TASK GOAL: In the records below, find the line containing "the book stack"; give it again exactly, along with every line that follows, and nothing else.
=== Begin Enclosure ===
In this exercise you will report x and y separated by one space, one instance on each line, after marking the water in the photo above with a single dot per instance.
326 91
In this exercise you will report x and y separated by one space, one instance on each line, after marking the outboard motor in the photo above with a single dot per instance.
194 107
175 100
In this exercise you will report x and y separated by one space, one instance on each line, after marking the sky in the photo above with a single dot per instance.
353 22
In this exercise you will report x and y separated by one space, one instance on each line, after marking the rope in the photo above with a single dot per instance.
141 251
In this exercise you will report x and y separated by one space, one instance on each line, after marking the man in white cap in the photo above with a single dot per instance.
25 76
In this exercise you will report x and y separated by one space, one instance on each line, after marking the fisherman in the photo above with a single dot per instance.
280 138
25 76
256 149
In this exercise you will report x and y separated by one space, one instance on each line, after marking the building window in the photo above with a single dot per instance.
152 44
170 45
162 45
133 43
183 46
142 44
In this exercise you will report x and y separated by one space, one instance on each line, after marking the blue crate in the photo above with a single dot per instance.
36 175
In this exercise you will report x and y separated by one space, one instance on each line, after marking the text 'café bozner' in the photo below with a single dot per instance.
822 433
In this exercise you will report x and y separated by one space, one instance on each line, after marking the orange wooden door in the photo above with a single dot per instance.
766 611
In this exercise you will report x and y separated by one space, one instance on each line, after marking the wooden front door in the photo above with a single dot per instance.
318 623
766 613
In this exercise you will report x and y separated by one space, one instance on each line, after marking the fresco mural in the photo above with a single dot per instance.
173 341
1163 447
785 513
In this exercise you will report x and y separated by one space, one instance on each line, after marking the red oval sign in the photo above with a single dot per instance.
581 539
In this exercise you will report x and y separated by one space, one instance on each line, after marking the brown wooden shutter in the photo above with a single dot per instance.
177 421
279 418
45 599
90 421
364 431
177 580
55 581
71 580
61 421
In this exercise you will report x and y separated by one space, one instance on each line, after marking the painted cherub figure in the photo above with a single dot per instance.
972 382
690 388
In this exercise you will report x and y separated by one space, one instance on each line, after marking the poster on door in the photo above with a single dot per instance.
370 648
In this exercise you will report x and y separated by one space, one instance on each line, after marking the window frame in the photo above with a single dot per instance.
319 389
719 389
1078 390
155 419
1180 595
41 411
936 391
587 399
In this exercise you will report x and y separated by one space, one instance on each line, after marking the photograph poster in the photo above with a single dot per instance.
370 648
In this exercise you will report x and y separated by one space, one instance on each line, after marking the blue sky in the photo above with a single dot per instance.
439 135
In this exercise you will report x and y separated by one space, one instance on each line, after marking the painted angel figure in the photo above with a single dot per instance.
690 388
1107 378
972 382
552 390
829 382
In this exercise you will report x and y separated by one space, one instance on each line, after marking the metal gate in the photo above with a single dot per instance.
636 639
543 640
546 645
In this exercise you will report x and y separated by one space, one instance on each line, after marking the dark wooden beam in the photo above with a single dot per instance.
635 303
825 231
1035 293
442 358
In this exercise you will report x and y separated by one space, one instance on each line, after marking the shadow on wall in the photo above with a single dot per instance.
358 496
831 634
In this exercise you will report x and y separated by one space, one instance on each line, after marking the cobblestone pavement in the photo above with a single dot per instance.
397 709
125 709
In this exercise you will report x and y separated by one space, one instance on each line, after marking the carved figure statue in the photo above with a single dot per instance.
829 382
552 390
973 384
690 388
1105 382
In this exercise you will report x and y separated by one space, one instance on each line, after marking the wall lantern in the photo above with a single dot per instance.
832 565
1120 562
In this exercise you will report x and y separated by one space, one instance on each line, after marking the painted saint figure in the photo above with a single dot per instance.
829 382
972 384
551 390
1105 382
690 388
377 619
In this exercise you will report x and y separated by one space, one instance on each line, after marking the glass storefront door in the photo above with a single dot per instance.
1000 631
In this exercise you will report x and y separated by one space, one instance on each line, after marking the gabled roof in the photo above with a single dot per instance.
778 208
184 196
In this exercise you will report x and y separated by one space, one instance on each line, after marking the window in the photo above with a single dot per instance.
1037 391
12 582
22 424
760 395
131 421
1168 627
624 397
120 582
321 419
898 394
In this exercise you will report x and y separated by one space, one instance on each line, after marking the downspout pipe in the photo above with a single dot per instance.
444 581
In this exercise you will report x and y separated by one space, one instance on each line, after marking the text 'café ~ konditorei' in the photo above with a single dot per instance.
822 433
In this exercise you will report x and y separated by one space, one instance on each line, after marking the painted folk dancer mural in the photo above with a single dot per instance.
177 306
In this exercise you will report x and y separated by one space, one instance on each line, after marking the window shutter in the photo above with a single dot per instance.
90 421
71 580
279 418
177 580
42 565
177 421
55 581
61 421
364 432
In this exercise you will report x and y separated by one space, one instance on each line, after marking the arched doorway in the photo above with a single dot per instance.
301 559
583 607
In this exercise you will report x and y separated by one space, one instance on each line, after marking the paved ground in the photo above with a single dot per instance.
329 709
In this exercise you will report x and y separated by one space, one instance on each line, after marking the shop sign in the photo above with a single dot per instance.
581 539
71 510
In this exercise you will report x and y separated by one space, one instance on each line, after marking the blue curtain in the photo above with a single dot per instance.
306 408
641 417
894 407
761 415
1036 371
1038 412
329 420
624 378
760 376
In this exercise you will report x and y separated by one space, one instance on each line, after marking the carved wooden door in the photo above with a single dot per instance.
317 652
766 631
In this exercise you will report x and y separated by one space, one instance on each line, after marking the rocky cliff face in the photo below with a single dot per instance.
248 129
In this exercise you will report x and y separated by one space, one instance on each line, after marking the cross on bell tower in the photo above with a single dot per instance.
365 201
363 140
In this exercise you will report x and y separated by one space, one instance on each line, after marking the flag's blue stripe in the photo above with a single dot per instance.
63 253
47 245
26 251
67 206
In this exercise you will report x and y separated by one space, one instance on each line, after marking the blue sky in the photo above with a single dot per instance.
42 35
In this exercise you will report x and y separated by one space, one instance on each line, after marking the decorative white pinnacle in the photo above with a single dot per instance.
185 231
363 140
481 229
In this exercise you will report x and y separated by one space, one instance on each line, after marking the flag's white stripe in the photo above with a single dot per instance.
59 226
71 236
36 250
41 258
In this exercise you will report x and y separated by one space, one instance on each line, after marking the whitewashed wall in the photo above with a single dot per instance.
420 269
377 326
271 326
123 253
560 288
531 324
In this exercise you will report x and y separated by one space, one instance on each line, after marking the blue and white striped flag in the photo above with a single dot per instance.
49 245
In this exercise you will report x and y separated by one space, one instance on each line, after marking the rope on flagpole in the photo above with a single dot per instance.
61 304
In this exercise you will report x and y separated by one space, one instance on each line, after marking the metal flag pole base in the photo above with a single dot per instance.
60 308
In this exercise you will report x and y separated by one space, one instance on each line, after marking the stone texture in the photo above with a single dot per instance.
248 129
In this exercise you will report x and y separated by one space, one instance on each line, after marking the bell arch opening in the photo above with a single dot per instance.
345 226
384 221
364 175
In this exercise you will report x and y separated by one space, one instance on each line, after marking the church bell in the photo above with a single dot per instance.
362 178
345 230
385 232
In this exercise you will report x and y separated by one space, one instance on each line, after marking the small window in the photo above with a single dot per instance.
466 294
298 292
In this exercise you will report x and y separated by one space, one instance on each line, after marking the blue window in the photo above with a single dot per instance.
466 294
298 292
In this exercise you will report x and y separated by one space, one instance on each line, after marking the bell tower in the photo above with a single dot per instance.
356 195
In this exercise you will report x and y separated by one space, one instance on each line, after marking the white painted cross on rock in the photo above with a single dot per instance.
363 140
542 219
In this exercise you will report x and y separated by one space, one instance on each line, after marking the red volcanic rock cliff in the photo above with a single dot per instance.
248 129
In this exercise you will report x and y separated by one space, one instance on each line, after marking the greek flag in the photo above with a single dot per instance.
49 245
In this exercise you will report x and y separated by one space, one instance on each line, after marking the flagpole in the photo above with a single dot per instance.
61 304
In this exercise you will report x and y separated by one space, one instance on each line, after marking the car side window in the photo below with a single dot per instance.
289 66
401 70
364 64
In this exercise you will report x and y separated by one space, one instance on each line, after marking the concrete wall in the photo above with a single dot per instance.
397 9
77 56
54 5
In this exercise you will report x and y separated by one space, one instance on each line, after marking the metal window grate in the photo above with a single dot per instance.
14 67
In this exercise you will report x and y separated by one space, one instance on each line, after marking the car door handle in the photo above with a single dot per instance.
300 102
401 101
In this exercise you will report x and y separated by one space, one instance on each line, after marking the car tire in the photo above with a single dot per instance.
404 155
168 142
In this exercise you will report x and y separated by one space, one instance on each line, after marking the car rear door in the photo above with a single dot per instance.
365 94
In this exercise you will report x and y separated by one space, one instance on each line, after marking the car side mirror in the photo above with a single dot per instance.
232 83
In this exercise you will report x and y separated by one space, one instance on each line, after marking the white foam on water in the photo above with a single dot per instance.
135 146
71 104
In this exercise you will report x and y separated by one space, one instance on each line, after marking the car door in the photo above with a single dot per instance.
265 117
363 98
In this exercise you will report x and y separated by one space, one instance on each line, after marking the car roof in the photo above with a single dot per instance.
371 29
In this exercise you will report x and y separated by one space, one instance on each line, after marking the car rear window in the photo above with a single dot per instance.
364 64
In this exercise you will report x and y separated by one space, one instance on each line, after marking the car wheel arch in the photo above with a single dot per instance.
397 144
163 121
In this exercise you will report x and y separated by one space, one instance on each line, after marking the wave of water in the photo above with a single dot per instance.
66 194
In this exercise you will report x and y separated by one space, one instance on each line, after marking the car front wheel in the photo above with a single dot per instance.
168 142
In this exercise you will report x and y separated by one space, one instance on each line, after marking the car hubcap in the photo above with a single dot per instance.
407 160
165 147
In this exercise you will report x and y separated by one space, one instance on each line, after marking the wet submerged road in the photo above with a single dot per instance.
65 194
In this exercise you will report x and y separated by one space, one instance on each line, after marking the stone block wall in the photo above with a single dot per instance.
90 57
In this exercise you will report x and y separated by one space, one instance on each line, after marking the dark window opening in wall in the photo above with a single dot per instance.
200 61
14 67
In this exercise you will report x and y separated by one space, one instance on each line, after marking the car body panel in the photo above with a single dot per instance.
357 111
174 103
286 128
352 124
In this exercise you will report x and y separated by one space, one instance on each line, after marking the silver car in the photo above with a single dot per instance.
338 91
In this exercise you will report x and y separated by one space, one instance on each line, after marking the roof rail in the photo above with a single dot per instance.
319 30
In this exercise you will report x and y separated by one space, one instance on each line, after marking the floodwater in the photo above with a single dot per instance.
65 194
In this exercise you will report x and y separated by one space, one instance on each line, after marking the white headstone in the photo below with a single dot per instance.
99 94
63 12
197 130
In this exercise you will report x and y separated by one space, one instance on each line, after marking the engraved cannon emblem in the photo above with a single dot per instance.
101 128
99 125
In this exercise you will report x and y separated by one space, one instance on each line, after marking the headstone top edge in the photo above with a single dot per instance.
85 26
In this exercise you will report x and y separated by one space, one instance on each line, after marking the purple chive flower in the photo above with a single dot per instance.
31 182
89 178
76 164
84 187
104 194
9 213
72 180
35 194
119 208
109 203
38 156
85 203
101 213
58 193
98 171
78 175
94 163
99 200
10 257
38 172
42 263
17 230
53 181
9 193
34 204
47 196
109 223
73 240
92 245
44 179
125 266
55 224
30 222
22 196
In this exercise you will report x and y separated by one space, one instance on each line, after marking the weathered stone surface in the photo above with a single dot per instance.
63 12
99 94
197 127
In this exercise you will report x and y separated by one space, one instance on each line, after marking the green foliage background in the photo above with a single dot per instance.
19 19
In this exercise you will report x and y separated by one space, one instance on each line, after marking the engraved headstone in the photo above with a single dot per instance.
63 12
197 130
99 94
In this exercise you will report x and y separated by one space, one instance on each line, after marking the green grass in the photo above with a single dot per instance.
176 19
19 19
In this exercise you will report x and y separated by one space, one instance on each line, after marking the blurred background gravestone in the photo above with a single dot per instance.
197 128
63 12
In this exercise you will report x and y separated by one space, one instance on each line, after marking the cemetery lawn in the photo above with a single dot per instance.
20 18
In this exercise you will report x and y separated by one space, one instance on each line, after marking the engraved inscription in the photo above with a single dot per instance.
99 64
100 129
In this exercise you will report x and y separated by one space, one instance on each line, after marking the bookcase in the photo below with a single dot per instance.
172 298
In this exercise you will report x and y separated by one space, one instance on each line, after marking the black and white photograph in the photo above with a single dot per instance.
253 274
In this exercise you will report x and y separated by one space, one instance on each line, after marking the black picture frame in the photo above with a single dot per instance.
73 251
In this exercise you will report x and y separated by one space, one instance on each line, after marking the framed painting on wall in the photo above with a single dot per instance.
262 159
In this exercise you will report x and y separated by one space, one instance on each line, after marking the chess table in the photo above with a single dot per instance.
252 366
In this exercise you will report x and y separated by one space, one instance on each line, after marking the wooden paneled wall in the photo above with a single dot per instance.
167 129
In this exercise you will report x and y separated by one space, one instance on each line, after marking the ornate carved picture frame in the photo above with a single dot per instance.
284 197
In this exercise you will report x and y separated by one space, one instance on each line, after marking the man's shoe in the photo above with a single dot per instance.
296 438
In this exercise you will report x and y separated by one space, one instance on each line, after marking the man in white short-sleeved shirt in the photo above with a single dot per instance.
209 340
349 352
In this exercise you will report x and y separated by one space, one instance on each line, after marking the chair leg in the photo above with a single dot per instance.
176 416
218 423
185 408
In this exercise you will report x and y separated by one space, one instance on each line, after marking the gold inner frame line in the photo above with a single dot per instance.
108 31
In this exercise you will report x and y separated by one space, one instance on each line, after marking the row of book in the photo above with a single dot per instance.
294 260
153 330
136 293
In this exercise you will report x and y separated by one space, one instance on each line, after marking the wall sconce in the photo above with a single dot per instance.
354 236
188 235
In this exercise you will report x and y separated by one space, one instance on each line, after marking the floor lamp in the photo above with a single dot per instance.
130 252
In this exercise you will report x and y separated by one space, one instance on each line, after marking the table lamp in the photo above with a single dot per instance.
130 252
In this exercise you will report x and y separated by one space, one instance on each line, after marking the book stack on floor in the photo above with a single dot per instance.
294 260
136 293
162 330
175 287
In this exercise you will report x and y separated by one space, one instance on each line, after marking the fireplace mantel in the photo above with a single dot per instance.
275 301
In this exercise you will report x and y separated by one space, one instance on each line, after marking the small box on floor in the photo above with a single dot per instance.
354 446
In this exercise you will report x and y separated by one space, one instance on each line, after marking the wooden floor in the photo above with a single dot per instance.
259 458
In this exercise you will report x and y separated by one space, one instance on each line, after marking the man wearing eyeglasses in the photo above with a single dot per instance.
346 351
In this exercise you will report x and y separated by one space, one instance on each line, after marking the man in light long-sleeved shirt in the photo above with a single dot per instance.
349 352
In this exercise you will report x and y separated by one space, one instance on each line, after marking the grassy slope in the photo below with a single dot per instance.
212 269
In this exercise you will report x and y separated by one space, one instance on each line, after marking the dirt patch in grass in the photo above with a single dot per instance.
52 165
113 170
=== End Enclosure ===
ANSWER TO THE EXERCISE:
In this exercise you will report x and y separated by one space, one instance on each line, after marking the book stack on floor in the photo above with a single dot per instance.
294 260
136 293
162 330
175 287
In this exercise you will report x and y separated by one space, one instance on each line, after marking the fireplace mantel in the photo above with a single dot per instance.
275 301
In this exercise you will report x and y separated by one space, one instance on each line, after marking the small box on floor in the photo above with a single dot per instance.
354 446
In this exercise you will report x and y separated by one space, one instance on each line, after marking the wooden floor in the photo above with a single dot per instance.
259 458
In this exercise you will report x and y separated by one space, one instance on each line, after marking the man wearing eyeglasses in the photo above with a single dot per instance.
346 351
In this exercise you will report x and y separated by one space, one instance on each line, after marking the man in light long-sleeved shirt in the photo above with a single dot per instance.
349 352
In this exercise you will report x and y separated by one space, one instance on each line, after marking the grassy slope in the photo below with a single dot per instance.
212 269
In this exercise you will report x and y separated by one space, one instance on each line, after marking the dirt patch in grass in the photo above with a single dot per instance.
52 165
113 170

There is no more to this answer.